Reproduce the material below from the line that contains "subject: stainless steel dishwasher" to the line that contains "[[144,250],[185,233],[185,176],[142,182]]", keeping both of those lines.

▶ _Data excerpts_:
● ● ● ● ● ● ●
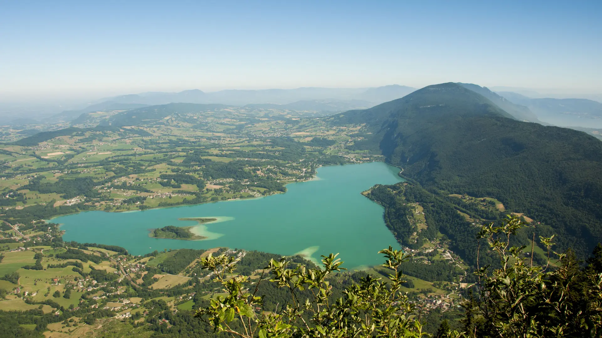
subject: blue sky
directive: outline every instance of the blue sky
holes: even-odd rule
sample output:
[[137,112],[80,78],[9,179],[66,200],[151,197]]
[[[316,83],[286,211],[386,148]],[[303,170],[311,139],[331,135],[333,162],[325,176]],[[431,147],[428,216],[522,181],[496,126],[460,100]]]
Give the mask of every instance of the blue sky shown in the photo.
[[420,87],[602,92],[602,1],[0,1],[0,95]]

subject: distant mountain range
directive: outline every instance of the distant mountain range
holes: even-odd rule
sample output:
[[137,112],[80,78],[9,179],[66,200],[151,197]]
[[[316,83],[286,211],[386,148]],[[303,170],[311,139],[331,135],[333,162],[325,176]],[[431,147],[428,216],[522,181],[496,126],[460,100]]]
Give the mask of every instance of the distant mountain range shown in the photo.
[[512,91],[498,94],[527,107],[541,121],[557,126],[602,128],[602,103],[586,99],[532,99]]
[[[366,123],[369,132],[352,149],[382,154],[429,191],[441,198],[495,197],[507,209],[545,223],[538,226],[541,233],[551,226],[559,247],[583,257],[602,242],[602,143],[573,129],[518,121],[477,92],[483,91],[464,84],[430,85],[330,120]],[[476,248],[470,244],[474,236],[461,238],[467,228],[437,226],[464,245],[456,248],[461,251]]]
[[147,92],[99,100],[85,108],[64,111],[51,120],[68,121],[84,113],[121,110],[171,103],[219,103],[299,111],[332,112],[364,108],[402,97],[416,88],[391,85],[368,88],[320,87],[259,90],[228,90],[205,93],[197,89],[179,93]]
[[377,104],[405,96],[414,90],[416,88],[399,85],[368,88],[305,87],[257,90],[226,90],[211,93],[205,93],[194,89],[179,93],[148,92],[122,95],[103,99],[101,102],[146,105],[185,102],[243,106],[250,103],[283,105],[297,101],[312,100],[361,100]]

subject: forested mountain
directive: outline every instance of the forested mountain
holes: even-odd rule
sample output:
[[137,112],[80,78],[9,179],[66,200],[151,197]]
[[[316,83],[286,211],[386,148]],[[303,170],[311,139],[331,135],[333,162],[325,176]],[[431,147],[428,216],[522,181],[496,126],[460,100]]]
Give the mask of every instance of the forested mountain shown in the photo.
[[486,87],[481,87],[473,84],[458,83],[458,84],[487,97],[495,103],[495,105],[506,111],[517,120],[528,121],[529,122],[539,121],[537,118],[537,115],[533,114],[529,108],[524,105],[513,103],[512,101],[507,100],[491,91]]
[[451,82],[331,120],[366,123],[351,147],[382,153],[431,192],[497,198],[582,256],[602,241],[602,143],[584,132],[517,121]]
[[528,107],[542,121],[558,126],[602,128],[602,103],[597,101],[585,99],[532,99],[511,91],[498,94],[509,101]]

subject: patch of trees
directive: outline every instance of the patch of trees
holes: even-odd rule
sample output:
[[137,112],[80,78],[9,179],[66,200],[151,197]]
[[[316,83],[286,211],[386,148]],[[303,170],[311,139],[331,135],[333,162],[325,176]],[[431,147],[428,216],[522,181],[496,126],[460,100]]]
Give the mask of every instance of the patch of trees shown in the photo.
[[[194,176],[188,174],[183,174],[181,173],[178,173],[176,174],[161,174],[159,176],[159,178],[163,180],[167,180],[167,181],[170,183],[171,181],[173,181],[177,185],[194,184],[199,188],[199,190],[202,190],[205,188],[205,181],[203,181],[202,179],[195,177]],[[181,187],[181,186],[174,186],[174,188]]]
[[325,137],[314,137],[311,141],[308,142],[312,147],[328,147],[334,146],[337,141],[334,140],[329,140]]
[[167,226],[160,229],[155,229],[153,232],[155,237],[168,238],[190,238],[192,233],[187,229],[173,226]]
[[107,272],[107,270],[95,269],[94,266],[92,265],[89,266],[91,271],[88,273],[88,275],[98,283],[112,281],[119,278],[117,274],[113,272]]
[[75,262],[75,261],[66,262],[64,263],[63,263],[62,264],[49,264],[48,266],[46,266],[46,268],[66,268],[70,265],[76,266],[80,269],[84,268],[84,265],[82,264],[81,262]]
[[[39,321],[41,319],[38,312],[0,311],[0,337],[1,338],[43,338],[46,323]],[[29,330],[22,324],[37,325],[35,330]]]
[[134,196],[129,198],[126,198],[122,201],[122,203],[126,204],[135,204],[136,203],[143,203],[146,200],[146,196]]
[[62,258],[63,259],[79,259],[84,263],[86,263],[90,260],[96,264],[108,259],[98,255],[88,254],[80,250],[73,248],[69,248],[66,251],[58,253],[55,255],[55,257],[57,258]]
[[159,264],[158,268],[165,273],[176,275],[195,259],[199,258],[204,252],[205,250],[202,250],[180,249],[173,256],[166,259],[163,263]]
[[115,251],[116,253],[119,253],[121,254],[128,254],[128,250],[125,248],[119,247],[117,245],[107,245],[106,244],[97,244],[96,243],[84,243],[84,247],[80,248],[82,249],[85,249],[85,247],[89,247],[91,248],[98,248],[99,249],[104,249],[105,250],[108,250],[110,251]]
[[257,251],[247,251],[244,257],[237,263],[236,271],[243,275],[250,275],[255,270],[267,266],[270,259],[279,260],[282,257],[278,254]]
[[34,265],[25,265],[24,266],[21,266],[22,268],[26,270],[43,270],[44,267],[42,265],[42,259],[43,257],[43,255],[40,253],[36,253],[34,255],[34,259],[36,260],[36,264]]
[[453,264],[444,260],[435,260],[431,264],[405,262],[400,267],[403,273],[429,281],[454,281],[462,271]]
[[28,184],[17,188],[17,190],[29,189],[42,194],[61,194],[63,198],[72,198],[83,195],[87,197],[95,197],[98,192],[94,191],[98,185],[92,177],[76,177],[74,179],[59,178],[56,182],[42,182],[46,177],[39,175],[29,180]]

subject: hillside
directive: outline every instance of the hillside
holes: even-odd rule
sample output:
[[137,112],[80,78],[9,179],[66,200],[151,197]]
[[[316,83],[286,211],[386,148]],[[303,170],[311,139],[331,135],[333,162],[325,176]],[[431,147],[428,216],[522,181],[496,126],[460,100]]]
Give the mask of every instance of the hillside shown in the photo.
[[511,91],[498,94],[508,101],[528,107],[541,121],[566,127],[602,128],[602,103],[597,101],[585,99],[532,99]]
[[491,91],[486,87],[481,87],[473,84],[458,83],[458,84],[489,99],[495,105],[506,111],[517,120],[529,122],[539,122],[537,115],[533,114],[528,107],[513,103],[511,100],[507,100]]
[[551,226],[561,248],[591,251],[602,241],[602,143],[509,117],[483,96],[447,83],[331,120],[366,123],[365,138],[351,147],[382,153],[429,191],[495,197],[506,210]]

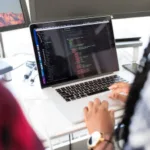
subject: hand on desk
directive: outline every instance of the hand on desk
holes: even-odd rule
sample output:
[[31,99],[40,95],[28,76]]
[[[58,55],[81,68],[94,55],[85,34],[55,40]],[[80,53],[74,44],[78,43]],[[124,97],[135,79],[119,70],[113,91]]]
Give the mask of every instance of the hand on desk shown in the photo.
[[[109,98],[113,100],[121,100],[123,102],[126,102],[129,91],[130,91],[130,84],[125,82],[120,82],[113,84],[109,89],[112,91],[109,95]],[[123,94],[122,94],[123,93]]]
[[[107,119],[106,119],[107,118]],[[108,111],[108,102],[95,99],[84,108],[84,119],[89,133],[95,131],[112,134],[114,129],[114,111]]]

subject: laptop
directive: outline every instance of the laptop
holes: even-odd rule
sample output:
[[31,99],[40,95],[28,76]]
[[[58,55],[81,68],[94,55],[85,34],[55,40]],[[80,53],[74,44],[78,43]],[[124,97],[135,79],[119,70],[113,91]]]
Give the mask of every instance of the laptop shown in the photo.
[[83,108],[94,98],[109,109],[124,107],[108,98],[108,87],[124,81],[119,70],[110,16],[80,18],[30,26],[44,94],[73,124],[83,122]]

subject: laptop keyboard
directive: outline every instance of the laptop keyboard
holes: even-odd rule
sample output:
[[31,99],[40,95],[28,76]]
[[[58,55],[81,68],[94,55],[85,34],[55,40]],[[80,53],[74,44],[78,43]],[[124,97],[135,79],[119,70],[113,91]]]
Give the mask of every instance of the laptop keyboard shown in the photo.
[[108,87],[117,82],[126,82],[123,78],[113,75],[96,79],[72,86],[56,89],[56,91],[67,101],[77,100],[101,92],[109,91]]

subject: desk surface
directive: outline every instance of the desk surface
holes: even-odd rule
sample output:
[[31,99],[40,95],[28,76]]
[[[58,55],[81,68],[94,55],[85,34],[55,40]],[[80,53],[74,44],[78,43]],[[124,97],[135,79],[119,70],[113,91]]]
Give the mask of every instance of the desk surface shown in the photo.
[[[133,46],[133,44],[137,47],[142,45],[140,41],[138,43],[132,42],[130,47],[134,47],[135,45]],[[128,47],[127,45],[122,44],[119,46],[120,48],[125,48]],[[48,137],[55,137],[85,128],[84,123],[73,125],[59,112],[52,103],[52,100],[43,95],[38,78],[33,86],[29,82],[23,81],[25,72],[25,66],[14,70],[12,72],[13,80],[6,83],[6,86],[17,98],[29,123],[41,139],[47,139]],[[122,68],[118,74],[130,82],[133,81],[134,76]]]

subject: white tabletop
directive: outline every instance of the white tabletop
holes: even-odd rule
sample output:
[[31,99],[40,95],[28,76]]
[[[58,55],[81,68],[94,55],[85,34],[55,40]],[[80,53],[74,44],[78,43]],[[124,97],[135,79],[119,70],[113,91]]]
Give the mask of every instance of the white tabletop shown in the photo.
[[[34,86],[31,86],[30,82],[23,80],[24,73],[25,66],[14,70],[13,80],[6,83],[6,86],[17,98],[28,121],[41,139],[63,135],[85,127],[84,123],[73,125],[67,120],[54,106],[52,100],[43,95],[39,79],[37,78]],[[125,70],[118,74],[128,81],[133,80],[133,75]]]

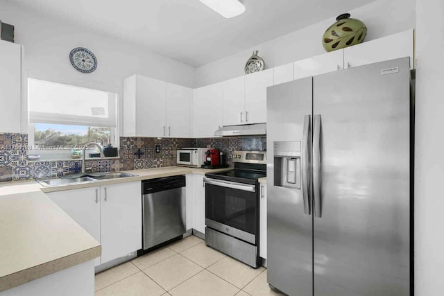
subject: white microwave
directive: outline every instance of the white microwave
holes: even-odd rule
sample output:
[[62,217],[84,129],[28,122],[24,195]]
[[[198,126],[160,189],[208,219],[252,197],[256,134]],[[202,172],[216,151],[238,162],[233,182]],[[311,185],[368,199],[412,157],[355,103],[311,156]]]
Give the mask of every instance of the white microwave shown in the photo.
[[211,148],[182,148],[178,149],[178,166],[200,168],[205,161],[205,153]]

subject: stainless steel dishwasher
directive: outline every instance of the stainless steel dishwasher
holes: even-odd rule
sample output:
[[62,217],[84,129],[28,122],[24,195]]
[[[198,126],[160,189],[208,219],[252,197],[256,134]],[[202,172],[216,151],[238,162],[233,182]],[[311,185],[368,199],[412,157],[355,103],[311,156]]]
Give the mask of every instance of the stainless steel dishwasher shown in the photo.
[[144,250],[185,233],[185,176],[142,182]]

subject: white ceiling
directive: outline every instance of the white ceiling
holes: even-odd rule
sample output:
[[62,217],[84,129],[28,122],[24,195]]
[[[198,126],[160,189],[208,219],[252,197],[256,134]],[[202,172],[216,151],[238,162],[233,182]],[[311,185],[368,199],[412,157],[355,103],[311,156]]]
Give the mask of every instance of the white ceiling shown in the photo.
[[198,0],[12,0],[198,67],[375,0],[241,0],[225,19]]

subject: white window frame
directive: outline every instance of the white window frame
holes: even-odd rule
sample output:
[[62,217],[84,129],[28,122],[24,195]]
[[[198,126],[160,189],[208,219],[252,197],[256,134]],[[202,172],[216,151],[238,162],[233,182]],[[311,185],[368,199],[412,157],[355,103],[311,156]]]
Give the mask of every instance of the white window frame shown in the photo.
[[[42,80],[48,82],[53,82],[55,83],[65,84],[67,85],[79,87],[83,88],[89,88],[94,90],[99,90],[101,92],[107,92],[112,94],[115,94],[116,96],[116,126],[114,128],[110,128],[110,142],[113,147],[117,147],[118,150],[120,151],[120,137],[119,137],[119,123],[120,115],[121,115],[121,101],[120,101],[120,94],[121,92],[119,89],[111,87],[112,90],[107,90],[106,89],[109,89],[110,87],[103,87],[103,86],[99,85],[87,85],[87,86],[79,86],[70,83],[65,83],[63,82],[58,81],[52,81],[47,79],[40,79],[40,78],[32,78],[28,77],[29,79],[37,79]],[[28,81],[28,80],[26,80]],[[28,98],[29,100],[29,89],[28,90]],[[28,106],[29,107],[29,106]],[[28,109],[29,110],[29,109]],[[29,111],[28,111],[29,112]],[[78,125],[85,126],[85,124],[82,124],[82,123],[79,123]],[[65,124],[64,123],[56,123],[54,124]],[[76,125],[75,123],[70,123],[71,125]],[[44,161],[59,161],[59,160],[75,160],[71,157],[71,149],[35,149],[35,141],[34,141],[34,123],[30,122],[29,116],[28,116],[28,146],[31,148],[30,149],[28,153],[29,154],[35,154],[40,155],[40,158],[37,160],[38,162],[44,162]],[[80,143],[81,144],[81,143]],[[93,147],[90,149],[87,149],[85,150],[85,159],[98,159],[98,158],[90,158],[88,155],[89,153],[94,153],[95,151],[95,148]],[[117,155],[119,157],[119,155]],[[115,157],[110,157],[110,158],[115,158]]]

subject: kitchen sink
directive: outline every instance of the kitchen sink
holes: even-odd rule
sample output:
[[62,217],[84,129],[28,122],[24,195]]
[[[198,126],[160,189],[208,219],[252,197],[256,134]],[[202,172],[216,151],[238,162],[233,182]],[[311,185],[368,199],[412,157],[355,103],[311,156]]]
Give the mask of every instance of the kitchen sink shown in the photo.
[[69,178],[69,179],[62,179],[62,178],[48,179],[48,180],[38,180],[38,182],[43,186],[68,185],[70,184],[83,183],[85,182],[93,182],[93,181],[96,181],[96,180],[89,177],[74,177],[74,178]]
[[89,173],[69,175],[58,179],[41,180],[37,180],[37,182],[43,186],[58,186],[137,176],[137,175],[129,174],[128,173]]
[[92,177],[96,180],[107,180],[135,176],[137,176],[137,175],[128,174],[128,173],[109,173],[105,175],[94,175]]

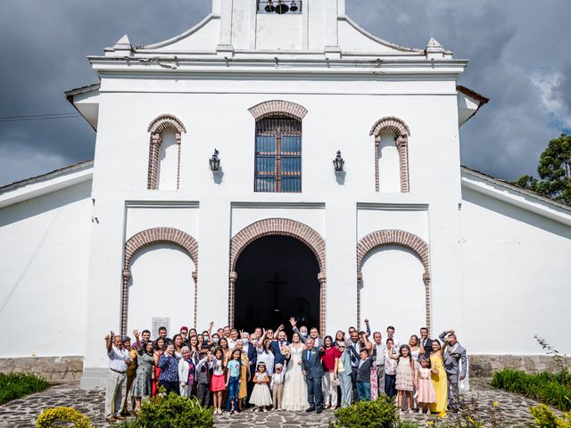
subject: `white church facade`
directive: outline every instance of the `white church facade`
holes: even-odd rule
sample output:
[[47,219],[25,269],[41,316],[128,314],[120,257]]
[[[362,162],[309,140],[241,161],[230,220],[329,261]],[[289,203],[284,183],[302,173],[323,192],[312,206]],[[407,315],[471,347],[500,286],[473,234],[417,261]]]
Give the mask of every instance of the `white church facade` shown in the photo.
[[172,39],[88,57],[100,83],[67,96],[94,160],[0,188],[0,328],[20,338],[0,358],[83,357],[93,388],[109,330],[292,315],[571,351],[571,207],[460,166],[487,102],[458,85],[468,61],[377,38],[344,0],[269,3],[212,0]]

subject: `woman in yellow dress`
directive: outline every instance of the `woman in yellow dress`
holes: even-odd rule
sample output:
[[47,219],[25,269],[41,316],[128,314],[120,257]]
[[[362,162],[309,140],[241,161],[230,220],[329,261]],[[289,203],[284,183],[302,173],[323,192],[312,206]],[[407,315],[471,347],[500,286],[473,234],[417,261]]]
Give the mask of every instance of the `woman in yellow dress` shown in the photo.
● ● ● ● ● ● ●
▶ _Solution for this task_:
subject: stainless steel dishwasher
directive: outline every instance of the stainless steel dishwasher
holes: even-odd rule
sample output:
[[62,217],[84,129],[28,122],[24,195]]
[[[198,126],[160,189],[208,219],[252,197],[256,134]],[[202,172],[216,151],[238,162],[233,182]],[[311,185],[368,199],[412,157],[355,103],[311,156]]]
Give the mask of every instance of the stainless steel dishwasher shown in the photo.
[[144,250],[185,233],[185,176],[142,182]]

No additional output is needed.